Bahraini authorities yesterday transferred human rights defender Nabeel Rajab from a clinic to the notorious Jau Prison despite severe medical risks, subjecting him to humiliating treatment on arrival.
Prison officials have imprisoned Rajab in the very same cell in which he spent his previous two-year sentence. On arrival in Jau Prison, guards immediately searched him in a humiliating manner and shaved his hair by force. They further punished him by confiscating his books and clothes. Last night, guards raided his cell and began shouting; the prison officials also repeated their search of him in the middle of the night, in an apparent move to punish and humiliate the human rights defender.
One of Rajab’s charges is that he spoke out about the degrading treatment in Jau Prison, which he now endures himself. Yet Rajab is isolated from other prisoners convicted for speech-related crimes; he is instead detained in a cell with people convicted of being transgender, which is considered a criminal offence in Bahrain.
Yesterday Rajab’s wife had a call from Bahrain’s Criminal Investigative Directorate (CID) to tell her that her husband was to be transferred and she needed to collect his belongings, as he would no longer require them. This is the second week that prison officials have cancelled family visits with no explanation.
In early April 2017, Rajab was admitted to the Bahrain Defence Force hospital for vital surgery. He was transferred back to police custody just a day later, before having recovered from his operation, and his health deteriorated significantly. From there he was transferred to the Ministry of Interior Clinic (Al-Qalaa).
The previous month, in March 2017, Mohammad Sahwan died of sudden cardiac arrest in Jau Prison, the country’s largest long-term male detention facility. Sahwan was a victim of excessive use of force by police in 2012, and was the first political detainee to die in Jau Prison since 2011.
In early 2017, the Government of Bahrain intensified restrictions on inmates at Jau Prison, particularly targeting political prisoners and prisoners of conscience for increased abuse. Prison officials subjected the remaining eleven members of the “Bahrain 13” to severe deprivation of medical care.

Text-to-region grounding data

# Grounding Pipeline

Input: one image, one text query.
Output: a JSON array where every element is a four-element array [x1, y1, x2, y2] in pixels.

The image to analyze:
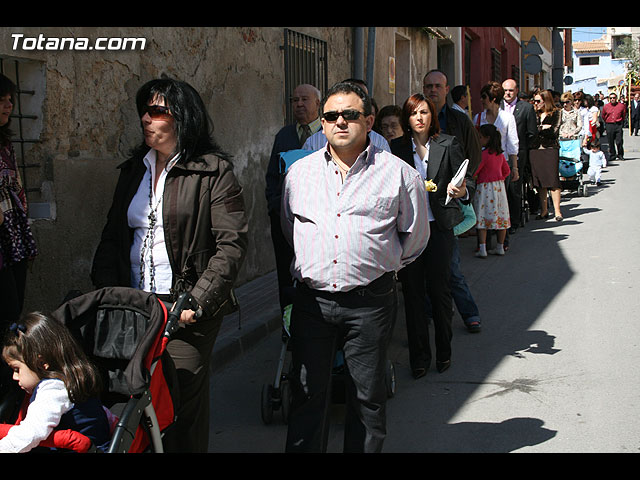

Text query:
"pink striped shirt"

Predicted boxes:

REQUIRED ACTIONS —
a - Answer these questions from the report on Nabeel Rajab's transfer to Jau Prison, one line each:
(i) Which of Rajab's belongings did guards confiscate after he arrived at Jau Prison?
(ii) At which hospital was Rajab admitted for surgery in early April 2017?
(iii) What did Mohammad Sahwan die of in March 2017?
b - Pick up the report on Nabeel Rajab's transfer to Jau Prison after its final sentence and continue writing it.

ANSWERS GIVEN —
a -
(i) His books and clothes.
(ii) The Bahrain Defence Force hospital.
(iii) Sudden cardiac arrest.

b -
Nabeel Rajab’s Charges
Rajab is currently serving a two-year prison sentence, after having been sentenced in absentia on 12 July to two years in prison on charges of “spreading false news” under article 134 of Bahrain’s Penal Code. His appeal began in September, but was this week postponed to 8 November for final arguments.
Rajab has been detained since his arrest on 13 June 2016. He was held largely in solitary confinement in the first nine months of his detention, violating the UN Standard Minimum Rules for Non-Custodial Measures (Tokyo Rules) which state: “pre-trial detention shall be used as a means of last resort in criminal proceedings, with due regard for the investigation of the alleged offence and for the protection of society and the victim.”
Rajab faces a concurrent trial in which he faces up to 15 years in prison on charges related to his tweets exposing torture in a Bahraini prison and criticising the humanitarian cost of the war in Yemen. In September 2017, a new set of charges were brought against Rajab related to social media posts made in January 2017, when he was already in detention and without internet access. Rajab also faces a fourth set of charges related to a letter he penned to the New York Times in September 2016. The UN Committee Against Torture has called for Rajab’s release.